### The problem
Go to the line that contains "Return one point per instance of the tower, formatted" in the records below and repeat it, and each line after it, exactly through the end, omitting pictures.

● ● ● ● ●

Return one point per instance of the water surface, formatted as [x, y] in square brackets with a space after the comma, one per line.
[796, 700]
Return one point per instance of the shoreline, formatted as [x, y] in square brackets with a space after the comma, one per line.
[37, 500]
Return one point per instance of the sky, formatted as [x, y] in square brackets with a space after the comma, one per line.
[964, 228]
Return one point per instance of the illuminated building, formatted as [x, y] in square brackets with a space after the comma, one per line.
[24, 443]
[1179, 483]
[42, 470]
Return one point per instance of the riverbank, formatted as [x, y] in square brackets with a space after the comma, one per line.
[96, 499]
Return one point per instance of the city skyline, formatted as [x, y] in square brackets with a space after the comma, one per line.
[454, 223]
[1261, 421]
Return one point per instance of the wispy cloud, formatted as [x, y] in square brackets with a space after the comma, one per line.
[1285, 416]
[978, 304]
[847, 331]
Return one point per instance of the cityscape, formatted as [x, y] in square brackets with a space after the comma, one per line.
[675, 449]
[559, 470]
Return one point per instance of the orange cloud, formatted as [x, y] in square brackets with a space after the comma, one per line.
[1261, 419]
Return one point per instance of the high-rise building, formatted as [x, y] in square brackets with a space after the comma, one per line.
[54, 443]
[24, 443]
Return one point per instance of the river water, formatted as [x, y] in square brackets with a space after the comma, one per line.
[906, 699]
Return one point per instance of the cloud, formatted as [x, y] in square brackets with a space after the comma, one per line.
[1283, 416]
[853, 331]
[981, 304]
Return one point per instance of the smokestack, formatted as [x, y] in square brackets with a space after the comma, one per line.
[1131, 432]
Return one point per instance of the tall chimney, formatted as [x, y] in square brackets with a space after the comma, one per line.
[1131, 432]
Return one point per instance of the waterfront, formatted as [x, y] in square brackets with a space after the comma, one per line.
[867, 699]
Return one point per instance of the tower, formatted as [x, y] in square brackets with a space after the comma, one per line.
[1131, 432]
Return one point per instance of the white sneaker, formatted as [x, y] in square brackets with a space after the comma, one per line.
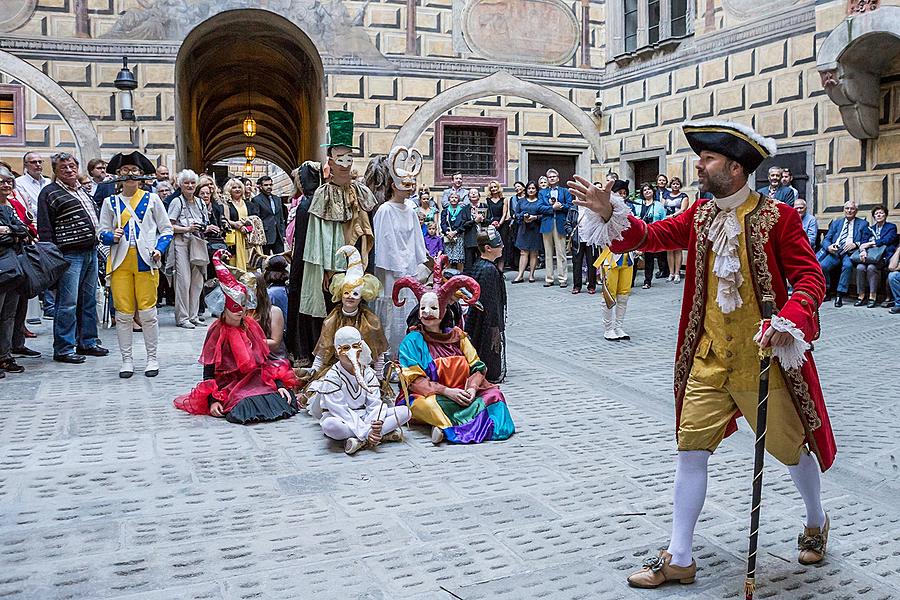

● ● ● ● ●

### Answer space
Return one point per instance of the tower, formatted as [x, y] in square brackets with a space after the comma, one per line.
[1131, 432]
Return one point per instance of the white sneaker, formatted as [x, y] in square brackets with a space after the comma, one per line.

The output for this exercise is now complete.